In these entries, tally the lines where "return" occurs. Respond with only the count.

___ SUPPLIED MATERIAL

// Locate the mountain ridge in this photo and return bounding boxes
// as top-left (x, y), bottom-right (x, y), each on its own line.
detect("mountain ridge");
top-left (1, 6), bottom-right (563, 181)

______
___ SUPPLIED MATERIAL

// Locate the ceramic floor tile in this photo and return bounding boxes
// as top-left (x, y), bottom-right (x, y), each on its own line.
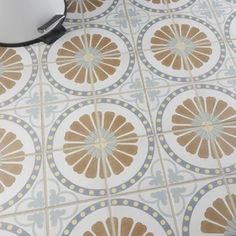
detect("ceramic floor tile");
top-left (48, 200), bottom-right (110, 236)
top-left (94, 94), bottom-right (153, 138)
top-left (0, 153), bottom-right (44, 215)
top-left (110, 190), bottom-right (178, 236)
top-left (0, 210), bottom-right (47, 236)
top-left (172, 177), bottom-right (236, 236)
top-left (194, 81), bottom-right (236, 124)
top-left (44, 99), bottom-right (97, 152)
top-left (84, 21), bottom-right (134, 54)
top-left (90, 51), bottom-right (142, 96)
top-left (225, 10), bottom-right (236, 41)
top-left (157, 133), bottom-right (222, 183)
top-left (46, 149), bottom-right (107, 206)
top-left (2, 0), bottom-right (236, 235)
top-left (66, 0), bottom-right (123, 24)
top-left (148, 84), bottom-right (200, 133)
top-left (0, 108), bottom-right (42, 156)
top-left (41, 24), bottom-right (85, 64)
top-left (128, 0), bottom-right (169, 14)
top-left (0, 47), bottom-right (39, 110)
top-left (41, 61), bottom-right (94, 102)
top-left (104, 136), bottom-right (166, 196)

______
___ SUPPLIED MATERIAL

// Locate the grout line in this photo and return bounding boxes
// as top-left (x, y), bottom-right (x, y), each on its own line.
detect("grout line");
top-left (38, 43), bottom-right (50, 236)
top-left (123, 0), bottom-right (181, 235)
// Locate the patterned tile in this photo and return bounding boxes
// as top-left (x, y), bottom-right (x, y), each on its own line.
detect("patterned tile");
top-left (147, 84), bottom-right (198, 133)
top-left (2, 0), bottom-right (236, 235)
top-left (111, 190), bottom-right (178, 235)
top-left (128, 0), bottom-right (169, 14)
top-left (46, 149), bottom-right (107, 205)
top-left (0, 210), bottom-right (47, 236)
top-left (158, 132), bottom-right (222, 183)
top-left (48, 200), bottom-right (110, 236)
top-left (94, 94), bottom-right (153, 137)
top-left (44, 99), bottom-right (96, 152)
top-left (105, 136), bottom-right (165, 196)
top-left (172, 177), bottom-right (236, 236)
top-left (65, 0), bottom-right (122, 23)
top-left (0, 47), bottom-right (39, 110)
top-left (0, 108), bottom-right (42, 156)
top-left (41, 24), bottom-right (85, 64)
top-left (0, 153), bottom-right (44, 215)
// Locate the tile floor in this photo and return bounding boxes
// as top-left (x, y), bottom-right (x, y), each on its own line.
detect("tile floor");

______

EXERCISE RESPONSE » 5